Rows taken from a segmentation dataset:

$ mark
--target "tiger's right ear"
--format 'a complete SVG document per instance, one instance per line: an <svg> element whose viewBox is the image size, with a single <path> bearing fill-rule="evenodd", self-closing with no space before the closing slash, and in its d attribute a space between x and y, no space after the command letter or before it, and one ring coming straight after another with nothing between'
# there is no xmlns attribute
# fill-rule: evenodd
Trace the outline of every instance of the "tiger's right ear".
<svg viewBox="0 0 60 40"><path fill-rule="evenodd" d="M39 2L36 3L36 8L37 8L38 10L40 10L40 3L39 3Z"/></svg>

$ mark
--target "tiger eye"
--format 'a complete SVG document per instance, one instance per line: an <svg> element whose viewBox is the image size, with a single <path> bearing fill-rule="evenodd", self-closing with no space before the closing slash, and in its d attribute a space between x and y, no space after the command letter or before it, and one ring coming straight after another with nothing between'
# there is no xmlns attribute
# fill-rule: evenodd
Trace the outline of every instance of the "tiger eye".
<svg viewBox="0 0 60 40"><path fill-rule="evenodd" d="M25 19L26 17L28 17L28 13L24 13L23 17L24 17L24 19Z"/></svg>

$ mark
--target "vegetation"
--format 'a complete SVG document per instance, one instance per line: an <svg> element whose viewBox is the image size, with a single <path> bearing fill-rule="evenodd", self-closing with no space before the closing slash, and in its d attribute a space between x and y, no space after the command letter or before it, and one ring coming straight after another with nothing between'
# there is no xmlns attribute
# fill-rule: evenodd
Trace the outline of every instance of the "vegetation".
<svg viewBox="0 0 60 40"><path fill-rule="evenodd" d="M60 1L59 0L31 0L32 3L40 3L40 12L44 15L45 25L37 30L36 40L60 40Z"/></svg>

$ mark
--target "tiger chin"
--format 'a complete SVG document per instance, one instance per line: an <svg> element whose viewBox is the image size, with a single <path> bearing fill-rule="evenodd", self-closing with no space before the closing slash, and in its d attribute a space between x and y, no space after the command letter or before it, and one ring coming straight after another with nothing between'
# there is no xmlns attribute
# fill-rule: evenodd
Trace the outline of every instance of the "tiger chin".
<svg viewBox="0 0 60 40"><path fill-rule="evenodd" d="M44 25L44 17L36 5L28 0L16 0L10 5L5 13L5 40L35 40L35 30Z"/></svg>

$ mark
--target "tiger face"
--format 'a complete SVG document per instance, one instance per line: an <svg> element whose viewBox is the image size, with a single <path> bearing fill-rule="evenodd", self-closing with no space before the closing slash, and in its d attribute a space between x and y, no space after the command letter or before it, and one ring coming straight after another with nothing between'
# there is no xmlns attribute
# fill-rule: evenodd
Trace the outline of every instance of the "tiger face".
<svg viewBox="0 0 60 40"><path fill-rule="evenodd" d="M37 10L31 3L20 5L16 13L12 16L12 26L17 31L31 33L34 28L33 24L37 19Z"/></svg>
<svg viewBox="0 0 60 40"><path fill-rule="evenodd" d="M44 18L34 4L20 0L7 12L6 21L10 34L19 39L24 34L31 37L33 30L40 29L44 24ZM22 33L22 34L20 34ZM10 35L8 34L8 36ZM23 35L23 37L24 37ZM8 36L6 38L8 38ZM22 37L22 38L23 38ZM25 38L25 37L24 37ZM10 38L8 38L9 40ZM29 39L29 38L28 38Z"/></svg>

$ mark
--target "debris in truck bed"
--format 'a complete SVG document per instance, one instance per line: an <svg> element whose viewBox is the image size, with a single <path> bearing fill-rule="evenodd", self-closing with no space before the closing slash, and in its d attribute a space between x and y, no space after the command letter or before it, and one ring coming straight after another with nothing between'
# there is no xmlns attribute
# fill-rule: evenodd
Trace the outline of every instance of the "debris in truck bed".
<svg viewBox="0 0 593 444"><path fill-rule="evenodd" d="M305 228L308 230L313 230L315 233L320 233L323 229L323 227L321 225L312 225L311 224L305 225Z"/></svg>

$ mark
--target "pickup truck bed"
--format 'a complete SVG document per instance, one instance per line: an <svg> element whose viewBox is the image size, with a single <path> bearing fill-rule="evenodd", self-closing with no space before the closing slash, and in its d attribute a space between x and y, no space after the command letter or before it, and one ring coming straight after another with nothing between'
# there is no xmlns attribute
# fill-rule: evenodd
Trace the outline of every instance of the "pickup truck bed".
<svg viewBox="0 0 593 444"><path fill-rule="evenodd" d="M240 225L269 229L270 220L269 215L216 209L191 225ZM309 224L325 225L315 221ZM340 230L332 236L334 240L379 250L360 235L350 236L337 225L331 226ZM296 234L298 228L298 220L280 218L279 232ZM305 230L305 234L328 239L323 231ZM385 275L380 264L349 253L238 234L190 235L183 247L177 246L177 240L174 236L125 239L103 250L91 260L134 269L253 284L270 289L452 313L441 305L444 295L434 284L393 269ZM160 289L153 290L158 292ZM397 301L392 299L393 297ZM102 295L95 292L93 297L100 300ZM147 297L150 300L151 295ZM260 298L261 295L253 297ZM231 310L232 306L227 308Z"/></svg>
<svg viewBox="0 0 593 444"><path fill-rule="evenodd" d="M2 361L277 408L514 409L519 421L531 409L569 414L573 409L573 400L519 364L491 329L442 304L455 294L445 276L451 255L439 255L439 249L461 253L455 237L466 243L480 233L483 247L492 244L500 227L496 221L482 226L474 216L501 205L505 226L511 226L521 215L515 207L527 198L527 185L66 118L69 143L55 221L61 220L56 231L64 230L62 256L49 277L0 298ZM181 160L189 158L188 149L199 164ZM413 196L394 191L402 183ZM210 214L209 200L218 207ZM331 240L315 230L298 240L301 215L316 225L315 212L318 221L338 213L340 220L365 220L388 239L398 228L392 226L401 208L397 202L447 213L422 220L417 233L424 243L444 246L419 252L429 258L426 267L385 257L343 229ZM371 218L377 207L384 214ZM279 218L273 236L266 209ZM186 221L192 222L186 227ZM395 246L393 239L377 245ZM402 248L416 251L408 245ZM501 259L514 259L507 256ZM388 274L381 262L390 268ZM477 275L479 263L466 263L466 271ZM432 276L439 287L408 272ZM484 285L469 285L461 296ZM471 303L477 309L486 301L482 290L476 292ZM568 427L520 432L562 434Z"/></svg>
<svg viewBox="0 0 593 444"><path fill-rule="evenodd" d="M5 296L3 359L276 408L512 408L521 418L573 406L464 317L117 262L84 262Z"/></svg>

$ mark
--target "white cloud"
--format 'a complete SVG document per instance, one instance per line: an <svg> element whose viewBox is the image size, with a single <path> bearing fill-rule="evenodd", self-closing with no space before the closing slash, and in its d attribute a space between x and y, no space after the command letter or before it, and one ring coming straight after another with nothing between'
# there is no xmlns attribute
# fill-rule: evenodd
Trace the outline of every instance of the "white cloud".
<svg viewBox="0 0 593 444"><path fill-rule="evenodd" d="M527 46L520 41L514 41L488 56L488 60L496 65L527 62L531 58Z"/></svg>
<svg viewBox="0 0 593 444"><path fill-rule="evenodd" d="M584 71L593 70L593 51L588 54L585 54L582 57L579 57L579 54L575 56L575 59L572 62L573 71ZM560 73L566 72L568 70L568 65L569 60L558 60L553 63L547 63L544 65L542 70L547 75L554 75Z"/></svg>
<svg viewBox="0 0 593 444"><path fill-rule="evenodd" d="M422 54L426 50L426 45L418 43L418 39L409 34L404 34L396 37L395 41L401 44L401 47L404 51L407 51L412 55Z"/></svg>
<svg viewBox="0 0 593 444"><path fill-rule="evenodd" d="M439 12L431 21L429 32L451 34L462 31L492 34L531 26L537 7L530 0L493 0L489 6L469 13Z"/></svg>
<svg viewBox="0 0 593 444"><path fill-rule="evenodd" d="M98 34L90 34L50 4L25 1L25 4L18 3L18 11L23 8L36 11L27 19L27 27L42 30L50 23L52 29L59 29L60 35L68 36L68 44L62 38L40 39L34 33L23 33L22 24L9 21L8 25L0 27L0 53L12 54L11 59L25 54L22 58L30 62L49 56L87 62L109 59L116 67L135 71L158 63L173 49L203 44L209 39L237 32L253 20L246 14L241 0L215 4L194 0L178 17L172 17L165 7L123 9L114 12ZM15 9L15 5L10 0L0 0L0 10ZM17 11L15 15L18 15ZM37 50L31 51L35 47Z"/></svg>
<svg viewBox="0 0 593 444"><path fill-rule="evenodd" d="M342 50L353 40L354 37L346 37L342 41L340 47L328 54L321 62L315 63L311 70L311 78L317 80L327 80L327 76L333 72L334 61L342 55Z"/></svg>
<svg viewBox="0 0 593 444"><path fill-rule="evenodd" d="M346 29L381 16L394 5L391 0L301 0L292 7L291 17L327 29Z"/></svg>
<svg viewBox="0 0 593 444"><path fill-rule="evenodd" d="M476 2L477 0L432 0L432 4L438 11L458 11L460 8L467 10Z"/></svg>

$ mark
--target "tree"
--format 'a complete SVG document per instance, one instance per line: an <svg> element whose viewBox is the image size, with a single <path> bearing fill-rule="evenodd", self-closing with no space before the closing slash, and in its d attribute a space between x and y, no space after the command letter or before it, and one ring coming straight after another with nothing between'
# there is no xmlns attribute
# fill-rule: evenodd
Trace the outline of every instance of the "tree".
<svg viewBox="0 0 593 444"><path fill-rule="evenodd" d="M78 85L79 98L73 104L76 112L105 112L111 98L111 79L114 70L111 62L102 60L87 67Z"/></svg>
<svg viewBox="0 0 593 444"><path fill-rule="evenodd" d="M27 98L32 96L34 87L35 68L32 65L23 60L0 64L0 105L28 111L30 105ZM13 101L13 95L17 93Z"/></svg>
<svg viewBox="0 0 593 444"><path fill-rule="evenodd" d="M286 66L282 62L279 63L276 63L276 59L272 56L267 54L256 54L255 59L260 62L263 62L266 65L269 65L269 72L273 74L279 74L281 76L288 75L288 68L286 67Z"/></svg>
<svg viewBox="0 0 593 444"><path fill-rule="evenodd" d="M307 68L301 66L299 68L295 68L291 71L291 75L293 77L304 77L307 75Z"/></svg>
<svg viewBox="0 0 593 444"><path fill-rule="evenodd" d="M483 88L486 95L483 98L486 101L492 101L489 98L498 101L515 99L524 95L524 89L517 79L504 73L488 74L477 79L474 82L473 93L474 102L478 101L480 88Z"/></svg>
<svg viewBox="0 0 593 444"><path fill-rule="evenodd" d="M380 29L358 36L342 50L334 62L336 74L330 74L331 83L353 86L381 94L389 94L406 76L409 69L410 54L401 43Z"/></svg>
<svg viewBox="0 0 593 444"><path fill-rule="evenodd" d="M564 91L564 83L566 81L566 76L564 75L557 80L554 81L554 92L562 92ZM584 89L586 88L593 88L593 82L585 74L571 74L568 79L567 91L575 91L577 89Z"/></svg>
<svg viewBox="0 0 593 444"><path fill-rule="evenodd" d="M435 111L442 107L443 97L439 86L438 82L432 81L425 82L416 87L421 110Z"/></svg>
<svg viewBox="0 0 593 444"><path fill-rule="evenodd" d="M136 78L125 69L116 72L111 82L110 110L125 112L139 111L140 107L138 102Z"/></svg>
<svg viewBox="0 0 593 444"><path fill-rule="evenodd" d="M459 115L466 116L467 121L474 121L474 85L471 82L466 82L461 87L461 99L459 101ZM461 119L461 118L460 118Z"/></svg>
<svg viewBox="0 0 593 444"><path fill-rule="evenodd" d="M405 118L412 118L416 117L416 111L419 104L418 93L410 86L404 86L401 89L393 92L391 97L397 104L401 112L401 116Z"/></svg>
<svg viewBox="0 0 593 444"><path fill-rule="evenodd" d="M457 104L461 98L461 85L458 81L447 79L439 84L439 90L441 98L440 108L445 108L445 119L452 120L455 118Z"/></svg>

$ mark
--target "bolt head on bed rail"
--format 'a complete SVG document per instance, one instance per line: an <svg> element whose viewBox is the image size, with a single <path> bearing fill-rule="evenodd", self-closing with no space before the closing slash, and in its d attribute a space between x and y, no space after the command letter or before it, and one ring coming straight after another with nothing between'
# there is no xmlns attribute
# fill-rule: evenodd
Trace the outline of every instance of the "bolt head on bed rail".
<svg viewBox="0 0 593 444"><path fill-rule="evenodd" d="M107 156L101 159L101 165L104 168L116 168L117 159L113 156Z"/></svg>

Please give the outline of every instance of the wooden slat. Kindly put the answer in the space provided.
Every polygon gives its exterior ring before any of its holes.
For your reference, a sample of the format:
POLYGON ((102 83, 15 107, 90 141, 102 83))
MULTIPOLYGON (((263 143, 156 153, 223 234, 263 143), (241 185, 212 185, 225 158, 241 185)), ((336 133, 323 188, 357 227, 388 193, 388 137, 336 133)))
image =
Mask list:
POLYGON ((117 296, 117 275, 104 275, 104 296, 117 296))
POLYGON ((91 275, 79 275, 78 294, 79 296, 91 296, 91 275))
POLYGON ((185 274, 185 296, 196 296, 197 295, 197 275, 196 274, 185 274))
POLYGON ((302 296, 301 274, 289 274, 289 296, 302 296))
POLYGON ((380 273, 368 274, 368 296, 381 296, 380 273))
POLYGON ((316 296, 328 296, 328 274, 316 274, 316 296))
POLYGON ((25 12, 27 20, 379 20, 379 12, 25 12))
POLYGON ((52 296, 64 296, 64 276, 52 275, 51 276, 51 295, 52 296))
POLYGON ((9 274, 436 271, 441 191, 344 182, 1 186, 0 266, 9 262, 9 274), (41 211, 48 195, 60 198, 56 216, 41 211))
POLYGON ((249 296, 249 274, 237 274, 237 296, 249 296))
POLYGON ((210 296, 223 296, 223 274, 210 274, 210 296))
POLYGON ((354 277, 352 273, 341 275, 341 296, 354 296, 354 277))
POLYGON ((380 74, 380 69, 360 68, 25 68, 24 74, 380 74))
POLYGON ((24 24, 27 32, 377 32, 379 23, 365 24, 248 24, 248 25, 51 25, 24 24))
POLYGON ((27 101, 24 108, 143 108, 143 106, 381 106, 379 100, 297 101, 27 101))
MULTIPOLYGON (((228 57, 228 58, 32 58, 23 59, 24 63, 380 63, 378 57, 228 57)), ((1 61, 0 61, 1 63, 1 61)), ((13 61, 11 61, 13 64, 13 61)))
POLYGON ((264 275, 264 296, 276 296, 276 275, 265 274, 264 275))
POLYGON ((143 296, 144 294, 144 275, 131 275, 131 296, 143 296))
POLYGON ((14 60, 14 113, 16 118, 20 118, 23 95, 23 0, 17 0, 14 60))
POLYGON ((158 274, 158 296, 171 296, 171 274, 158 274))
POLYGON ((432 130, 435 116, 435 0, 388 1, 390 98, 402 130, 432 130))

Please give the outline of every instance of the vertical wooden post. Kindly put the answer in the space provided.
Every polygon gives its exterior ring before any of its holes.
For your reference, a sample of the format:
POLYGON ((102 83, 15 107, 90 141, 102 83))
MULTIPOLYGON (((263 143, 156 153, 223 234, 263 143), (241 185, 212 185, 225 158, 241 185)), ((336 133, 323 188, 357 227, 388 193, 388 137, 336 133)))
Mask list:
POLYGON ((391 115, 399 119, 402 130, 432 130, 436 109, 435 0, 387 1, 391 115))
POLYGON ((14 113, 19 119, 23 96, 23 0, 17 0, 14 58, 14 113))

Task requirements:
Rewrite the stretch from the line containing "Please give the outline of every instance of the wooden" through the line containing "POLYGON ((143 296, 144" as a numbered list with one line per item, leaving out any blank lines.

Written solution:
1. Please give the outline of every instance of the wooden slat. Kindly put the answer in the space provided.
2. Every polygon gives its exterior ring before any of its holes.
3. For your reference, a sample of the format:
4. POLYGON ((102 83, 15 107, 90 141, 102 83))
5. MULTIPOLYGON (((263 143, 156 153, 223 234, 263 143), (241 185, 212 185, 225 158, 241 185)), ((336 133, 323 188, 357 227, 388 193, 388 137, 336 133)))
6. image =
7. Mask list:
8. POLYGON ((117 296, 117 275, 104 275, 104 296, 117 296))
9. POLYGON ((91 275, 79 275, 78 294, 79 296, 91 296, 91 275))
10. POLYGON ((185 274, 185 296, 196 296, 197 295, 197 275, 196 274, 185 274))
11. POLYGON ((302 296, 301 274, 289 274, 289 296, 302 296))
12. POLYGON ((380 273, 368 274, 368 296, 381 296, 380 273))
13. POLYGON ((316 296, 328 296, 328 274, 316 274, 316 296))
14. POLYGON ((25 12, 27 20, 379 20, 379 12, 25 12))
15. POLYGON ((52 296, 64 296, 64 276, 52 275, 51 276, 51 295, 52 296))
16. POLYGON ((9 274, 436 271, 441 191, 344 182, 1 186, 0 266, 9 262, 9 274), (41 211, 48 195, 60 198, 56 216, 41 211))
17. POLYGON ((249 296, 249 274, 237 274, 237 296, 249 296))
18. POLYGON ((210 296, 223 296, 223 274, 210 274, 210 296))
19. POLYGON ((354 277, 352 273, 341 275, 341 296, 354 296, 354 277))
20. POLYGON ((380 74, 380 69, 360 68, 25 68, 24 74, 380 74))
21. POLYGON ((24 24, 27 32, 377 32, 379 23, 365 24, 248 24, 248 25, 51 25, 24 24))
22. POLYGON ((27 101, 24 108, 143 108, 143 106, 381 106, 379 100, 297 101, 27 101))
23. MULTIPOLYGON (((228 57, 228 58, 32 58, 23 59, 24 63, 380 63, 378 57, 228 57)), ((1 61, 0 61, 1 63, 1 61)), ((13 61, 11 61, 13 64, 13 61)))
24. POLYGON ((264 275, 264 296, 276 296, 276 275, 265 274, 264 275))
25. POLYGON ((143 296, 144 294, 144 275, 131 275, 131 296, 143 296))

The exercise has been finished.